_DIRECTIONS_
The answer is a number and only a number: how many lines of the data include the string "sticker"?

_MATERIAL SUPPLIED_
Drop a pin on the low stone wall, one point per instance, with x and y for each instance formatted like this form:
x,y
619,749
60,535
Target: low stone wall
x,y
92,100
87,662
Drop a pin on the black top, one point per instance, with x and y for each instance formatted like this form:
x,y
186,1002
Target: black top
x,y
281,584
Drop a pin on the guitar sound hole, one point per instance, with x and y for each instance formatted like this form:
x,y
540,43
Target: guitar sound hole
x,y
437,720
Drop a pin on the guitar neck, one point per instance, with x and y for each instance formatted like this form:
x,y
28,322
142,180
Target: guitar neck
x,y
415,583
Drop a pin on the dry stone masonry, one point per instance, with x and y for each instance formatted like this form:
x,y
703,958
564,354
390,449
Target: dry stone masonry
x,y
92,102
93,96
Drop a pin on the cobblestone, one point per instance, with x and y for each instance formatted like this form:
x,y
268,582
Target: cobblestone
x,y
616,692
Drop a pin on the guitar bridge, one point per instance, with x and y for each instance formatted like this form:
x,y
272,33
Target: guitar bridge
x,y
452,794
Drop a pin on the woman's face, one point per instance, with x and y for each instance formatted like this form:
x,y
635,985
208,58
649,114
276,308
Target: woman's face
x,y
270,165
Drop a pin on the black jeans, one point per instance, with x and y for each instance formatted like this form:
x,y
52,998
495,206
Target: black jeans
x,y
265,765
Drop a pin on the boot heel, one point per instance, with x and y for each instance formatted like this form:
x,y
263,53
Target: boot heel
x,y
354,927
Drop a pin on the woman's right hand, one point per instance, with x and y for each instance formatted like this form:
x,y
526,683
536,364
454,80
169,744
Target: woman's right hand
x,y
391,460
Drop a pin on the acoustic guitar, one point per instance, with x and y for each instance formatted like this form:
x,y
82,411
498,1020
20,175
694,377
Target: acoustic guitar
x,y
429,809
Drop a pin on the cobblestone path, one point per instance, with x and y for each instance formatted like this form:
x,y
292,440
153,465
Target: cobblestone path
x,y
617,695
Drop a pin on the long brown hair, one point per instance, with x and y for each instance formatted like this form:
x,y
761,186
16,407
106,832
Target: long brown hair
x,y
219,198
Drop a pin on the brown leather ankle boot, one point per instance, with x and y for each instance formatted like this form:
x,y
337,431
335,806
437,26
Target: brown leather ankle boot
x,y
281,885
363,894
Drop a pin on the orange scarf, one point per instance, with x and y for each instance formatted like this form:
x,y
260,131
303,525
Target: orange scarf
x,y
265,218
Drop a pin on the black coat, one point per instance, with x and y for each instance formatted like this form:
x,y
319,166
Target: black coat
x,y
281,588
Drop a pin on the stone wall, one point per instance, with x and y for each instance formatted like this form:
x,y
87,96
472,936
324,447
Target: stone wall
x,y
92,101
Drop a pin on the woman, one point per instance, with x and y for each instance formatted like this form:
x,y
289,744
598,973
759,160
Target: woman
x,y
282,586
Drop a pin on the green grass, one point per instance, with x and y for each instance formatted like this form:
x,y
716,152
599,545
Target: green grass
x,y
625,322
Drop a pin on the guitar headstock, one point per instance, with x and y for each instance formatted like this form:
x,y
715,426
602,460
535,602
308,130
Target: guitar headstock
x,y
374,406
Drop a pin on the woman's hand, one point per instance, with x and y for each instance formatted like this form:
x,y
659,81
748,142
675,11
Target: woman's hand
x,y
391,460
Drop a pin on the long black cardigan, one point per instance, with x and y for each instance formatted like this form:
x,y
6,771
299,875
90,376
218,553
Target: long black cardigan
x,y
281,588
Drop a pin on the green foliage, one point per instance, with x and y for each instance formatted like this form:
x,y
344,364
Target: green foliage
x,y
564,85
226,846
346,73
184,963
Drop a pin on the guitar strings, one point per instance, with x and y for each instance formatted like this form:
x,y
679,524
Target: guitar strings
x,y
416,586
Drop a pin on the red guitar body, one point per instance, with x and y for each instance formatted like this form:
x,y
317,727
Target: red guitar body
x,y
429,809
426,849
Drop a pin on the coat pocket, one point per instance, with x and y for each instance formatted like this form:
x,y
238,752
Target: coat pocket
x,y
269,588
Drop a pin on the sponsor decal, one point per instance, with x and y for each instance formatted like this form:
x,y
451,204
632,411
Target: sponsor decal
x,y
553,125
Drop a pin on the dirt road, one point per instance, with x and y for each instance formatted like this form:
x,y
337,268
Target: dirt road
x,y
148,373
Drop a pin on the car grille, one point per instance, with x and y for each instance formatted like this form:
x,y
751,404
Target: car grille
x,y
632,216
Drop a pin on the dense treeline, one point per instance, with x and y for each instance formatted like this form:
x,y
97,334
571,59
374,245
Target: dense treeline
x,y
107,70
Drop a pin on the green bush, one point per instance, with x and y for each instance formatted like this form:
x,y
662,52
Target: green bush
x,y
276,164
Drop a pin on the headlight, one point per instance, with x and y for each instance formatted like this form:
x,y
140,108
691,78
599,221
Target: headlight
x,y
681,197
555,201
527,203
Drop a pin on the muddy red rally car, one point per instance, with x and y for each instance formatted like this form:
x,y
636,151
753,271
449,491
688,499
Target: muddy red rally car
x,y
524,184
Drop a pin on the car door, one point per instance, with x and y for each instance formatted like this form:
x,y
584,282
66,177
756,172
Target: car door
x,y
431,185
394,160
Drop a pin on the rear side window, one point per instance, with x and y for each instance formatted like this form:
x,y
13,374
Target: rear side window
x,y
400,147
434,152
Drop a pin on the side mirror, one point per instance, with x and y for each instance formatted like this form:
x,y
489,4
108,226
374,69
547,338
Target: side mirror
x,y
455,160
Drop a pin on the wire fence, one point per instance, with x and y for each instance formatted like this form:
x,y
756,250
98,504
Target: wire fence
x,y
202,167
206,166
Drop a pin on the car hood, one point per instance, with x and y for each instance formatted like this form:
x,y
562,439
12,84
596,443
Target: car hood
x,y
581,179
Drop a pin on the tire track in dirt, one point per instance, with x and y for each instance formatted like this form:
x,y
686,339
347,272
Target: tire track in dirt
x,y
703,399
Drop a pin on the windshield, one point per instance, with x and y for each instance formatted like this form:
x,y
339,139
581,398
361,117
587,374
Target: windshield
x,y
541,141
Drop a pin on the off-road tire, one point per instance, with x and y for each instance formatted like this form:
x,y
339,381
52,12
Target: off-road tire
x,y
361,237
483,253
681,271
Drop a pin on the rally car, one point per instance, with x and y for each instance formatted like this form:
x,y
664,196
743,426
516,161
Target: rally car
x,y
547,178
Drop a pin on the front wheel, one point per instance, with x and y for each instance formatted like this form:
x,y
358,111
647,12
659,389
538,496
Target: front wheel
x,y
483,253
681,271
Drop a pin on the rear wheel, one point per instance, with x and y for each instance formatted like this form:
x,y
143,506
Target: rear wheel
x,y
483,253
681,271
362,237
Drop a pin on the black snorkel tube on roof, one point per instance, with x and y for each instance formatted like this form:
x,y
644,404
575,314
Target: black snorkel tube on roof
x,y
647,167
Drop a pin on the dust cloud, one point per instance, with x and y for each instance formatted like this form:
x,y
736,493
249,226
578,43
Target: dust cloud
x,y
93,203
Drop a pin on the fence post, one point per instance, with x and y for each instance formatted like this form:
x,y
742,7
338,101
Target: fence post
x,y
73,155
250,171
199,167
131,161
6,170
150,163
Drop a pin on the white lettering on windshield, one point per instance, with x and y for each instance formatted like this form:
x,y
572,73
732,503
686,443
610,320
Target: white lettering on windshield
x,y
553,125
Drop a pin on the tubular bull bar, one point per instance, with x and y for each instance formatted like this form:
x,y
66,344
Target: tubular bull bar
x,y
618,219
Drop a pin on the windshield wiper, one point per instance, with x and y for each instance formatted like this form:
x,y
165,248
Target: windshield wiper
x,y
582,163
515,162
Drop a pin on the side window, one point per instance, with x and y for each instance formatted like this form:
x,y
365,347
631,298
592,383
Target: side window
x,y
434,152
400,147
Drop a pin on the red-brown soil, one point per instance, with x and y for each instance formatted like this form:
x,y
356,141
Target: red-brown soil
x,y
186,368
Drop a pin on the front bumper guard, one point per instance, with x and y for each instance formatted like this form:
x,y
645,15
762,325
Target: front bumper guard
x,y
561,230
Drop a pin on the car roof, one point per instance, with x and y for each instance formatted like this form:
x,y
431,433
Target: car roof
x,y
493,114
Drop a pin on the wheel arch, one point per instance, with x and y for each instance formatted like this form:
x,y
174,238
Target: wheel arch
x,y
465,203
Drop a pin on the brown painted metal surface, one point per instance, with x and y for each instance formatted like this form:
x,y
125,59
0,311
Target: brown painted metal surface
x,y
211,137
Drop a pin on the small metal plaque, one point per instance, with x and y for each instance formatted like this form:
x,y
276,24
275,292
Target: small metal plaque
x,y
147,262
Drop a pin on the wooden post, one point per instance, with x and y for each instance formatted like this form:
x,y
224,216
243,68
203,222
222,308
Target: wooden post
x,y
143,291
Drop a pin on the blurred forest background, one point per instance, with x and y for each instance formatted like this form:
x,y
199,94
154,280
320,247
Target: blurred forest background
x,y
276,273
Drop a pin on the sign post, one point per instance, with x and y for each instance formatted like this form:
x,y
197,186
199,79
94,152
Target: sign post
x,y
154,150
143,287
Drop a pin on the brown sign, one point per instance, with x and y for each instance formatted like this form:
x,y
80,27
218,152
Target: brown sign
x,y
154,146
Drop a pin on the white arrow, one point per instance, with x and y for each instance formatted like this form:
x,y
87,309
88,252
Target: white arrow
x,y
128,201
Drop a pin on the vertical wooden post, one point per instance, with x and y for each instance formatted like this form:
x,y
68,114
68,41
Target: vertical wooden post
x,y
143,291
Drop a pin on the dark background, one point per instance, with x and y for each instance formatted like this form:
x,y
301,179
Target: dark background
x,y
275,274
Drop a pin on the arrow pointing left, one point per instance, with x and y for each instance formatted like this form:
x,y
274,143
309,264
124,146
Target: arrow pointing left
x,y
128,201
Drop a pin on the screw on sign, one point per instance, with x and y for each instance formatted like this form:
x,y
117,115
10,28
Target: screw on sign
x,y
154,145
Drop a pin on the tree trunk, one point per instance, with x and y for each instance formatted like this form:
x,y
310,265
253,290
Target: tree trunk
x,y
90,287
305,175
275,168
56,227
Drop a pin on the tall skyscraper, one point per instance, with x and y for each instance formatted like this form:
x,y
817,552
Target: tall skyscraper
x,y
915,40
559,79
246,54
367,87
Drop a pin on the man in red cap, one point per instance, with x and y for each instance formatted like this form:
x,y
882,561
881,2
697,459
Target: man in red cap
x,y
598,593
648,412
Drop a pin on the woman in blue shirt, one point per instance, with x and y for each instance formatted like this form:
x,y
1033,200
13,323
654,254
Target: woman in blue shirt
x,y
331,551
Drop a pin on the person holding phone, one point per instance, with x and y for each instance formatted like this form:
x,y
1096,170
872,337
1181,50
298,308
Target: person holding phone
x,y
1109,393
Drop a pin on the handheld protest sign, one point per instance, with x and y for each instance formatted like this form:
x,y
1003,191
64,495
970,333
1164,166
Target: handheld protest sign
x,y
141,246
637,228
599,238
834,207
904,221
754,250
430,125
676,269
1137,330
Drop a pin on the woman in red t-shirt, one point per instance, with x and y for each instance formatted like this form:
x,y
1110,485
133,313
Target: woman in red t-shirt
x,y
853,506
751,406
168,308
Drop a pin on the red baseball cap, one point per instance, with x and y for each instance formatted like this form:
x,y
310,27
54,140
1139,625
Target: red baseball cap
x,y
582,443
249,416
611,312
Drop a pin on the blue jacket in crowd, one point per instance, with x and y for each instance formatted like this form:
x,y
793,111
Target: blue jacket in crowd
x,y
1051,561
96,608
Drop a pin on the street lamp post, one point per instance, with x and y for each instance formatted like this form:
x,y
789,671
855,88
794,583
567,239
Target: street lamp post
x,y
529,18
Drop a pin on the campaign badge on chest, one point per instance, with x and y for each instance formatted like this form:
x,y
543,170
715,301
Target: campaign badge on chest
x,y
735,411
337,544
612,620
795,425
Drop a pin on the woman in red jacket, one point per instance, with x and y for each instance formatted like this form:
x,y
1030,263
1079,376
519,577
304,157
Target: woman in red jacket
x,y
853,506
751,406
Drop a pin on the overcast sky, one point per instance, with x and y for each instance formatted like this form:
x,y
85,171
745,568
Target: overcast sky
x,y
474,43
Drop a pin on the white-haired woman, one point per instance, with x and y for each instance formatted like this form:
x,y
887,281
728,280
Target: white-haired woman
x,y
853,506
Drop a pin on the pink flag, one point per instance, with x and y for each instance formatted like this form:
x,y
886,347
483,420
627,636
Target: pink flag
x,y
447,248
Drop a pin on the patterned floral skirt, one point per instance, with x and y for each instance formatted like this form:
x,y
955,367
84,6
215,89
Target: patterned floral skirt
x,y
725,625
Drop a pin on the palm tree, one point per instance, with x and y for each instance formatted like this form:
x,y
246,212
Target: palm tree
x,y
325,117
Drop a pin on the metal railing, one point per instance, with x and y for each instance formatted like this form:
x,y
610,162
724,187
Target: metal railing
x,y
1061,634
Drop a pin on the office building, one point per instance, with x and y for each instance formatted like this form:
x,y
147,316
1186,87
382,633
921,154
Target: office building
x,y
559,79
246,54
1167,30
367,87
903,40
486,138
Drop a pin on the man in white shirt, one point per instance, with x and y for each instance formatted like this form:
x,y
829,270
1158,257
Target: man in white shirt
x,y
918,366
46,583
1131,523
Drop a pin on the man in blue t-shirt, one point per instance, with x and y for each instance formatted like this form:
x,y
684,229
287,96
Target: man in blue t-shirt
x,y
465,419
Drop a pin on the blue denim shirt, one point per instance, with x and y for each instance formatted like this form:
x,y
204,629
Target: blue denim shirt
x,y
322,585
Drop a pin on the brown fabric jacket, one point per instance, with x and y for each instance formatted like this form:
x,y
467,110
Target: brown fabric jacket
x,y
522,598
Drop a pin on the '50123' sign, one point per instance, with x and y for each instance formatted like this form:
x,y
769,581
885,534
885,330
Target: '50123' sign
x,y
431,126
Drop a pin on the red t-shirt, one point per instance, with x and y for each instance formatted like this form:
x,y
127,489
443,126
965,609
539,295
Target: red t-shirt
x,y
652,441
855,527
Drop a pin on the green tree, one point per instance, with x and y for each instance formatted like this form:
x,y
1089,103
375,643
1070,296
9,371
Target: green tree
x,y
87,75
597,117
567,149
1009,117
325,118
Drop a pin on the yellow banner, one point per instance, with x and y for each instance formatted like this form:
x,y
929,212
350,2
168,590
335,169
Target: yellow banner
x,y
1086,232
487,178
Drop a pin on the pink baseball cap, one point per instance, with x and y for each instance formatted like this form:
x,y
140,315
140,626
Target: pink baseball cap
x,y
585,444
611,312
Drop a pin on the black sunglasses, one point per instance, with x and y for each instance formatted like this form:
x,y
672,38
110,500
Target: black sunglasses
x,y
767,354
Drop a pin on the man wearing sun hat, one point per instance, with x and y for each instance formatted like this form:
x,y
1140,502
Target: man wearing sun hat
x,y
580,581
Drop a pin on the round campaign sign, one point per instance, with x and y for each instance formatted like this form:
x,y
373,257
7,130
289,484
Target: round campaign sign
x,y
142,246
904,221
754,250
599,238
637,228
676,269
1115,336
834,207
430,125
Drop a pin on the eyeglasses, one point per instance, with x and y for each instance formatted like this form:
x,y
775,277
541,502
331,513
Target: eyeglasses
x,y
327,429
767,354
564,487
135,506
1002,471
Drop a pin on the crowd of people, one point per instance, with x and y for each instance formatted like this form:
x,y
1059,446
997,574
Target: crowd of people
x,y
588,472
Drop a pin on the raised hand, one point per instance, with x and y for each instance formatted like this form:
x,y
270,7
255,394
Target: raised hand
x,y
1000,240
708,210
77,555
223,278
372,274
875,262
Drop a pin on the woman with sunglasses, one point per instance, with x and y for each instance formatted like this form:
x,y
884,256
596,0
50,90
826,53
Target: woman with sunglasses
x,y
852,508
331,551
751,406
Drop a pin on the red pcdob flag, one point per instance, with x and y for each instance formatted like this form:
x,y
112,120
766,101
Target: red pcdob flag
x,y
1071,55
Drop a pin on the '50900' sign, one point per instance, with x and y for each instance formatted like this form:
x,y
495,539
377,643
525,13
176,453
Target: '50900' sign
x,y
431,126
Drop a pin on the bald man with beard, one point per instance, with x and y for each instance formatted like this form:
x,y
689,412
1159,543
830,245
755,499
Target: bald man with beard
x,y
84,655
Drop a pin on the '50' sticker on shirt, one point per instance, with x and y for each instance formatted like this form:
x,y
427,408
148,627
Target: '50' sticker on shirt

_EXPECTED OUTPUT_
2